• TASK OBJECTIVE
Output verbatim the lines below, beginning with the line that contains "Can you find the green" and continuing through the final line.

• DATA SUPPLIED
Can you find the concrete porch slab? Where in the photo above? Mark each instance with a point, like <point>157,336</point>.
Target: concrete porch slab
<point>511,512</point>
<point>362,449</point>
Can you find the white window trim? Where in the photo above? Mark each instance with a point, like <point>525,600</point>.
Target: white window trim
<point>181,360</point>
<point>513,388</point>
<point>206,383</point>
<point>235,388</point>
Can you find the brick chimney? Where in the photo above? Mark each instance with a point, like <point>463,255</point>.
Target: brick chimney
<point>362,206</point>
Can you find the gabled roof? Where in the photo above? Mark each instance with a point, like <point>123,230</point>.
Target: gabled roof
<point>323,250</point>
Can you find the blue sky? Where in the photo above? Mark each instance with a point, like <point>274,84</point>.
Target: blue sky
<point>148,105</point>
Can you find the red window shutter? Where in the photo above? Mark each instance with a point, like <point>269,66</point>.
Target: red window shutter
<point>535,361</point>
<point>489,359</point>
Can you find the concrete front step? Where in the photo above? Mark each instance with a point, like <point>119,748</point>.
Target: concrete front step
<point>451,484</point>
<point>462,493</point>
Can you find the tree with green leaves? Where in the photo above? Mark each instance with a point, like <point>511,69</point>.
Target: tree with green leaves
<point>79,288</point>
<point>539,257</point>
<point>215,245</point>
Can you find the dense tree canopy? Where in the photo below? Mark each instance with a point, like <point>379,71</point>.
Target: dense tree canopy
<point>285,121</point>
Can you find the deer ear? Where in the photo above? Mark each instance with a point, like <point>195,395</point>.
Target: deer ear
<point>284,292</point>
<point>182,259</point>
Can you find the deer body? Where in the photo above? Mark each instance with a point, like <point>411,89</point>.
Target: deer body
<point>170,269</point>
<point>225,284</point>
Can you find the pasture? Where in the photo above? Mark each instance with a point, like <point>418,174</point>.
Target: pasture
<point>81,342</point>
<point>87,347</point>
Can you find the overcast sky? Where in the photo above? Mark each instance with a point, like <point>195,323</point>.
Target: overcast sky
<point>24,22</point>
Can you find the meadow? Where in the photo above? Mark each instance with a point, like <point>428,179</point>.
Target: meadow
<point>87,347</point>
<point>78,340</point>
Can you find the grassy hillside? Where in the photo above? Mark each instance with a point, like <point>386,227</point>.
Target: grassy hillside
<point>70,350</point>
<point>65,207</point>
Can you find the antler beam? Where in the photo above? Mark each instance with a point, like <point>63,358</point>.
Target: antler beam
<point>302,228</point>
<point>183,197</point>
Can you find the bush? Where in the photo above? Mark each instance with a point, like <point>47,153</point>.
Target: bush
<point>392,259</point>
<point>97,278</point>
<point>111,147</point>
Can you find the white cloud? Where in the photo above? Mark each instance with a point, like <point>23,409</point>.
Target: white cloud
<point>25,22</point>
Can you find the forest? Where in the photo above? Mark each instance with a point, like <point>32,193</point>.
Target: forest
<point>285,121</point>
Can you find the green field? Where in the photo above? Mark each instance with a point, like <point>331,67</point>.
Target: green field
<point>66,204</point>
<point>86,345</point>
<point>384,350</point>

• ANSWER TO THE EXERCISE
Can you find the green field? Where in the photo above? Mark each instance with a point, like <point>331,67</point>.
Target: green field
<point>66,204</point>
<point>86,345</point>
<point>384,350</point>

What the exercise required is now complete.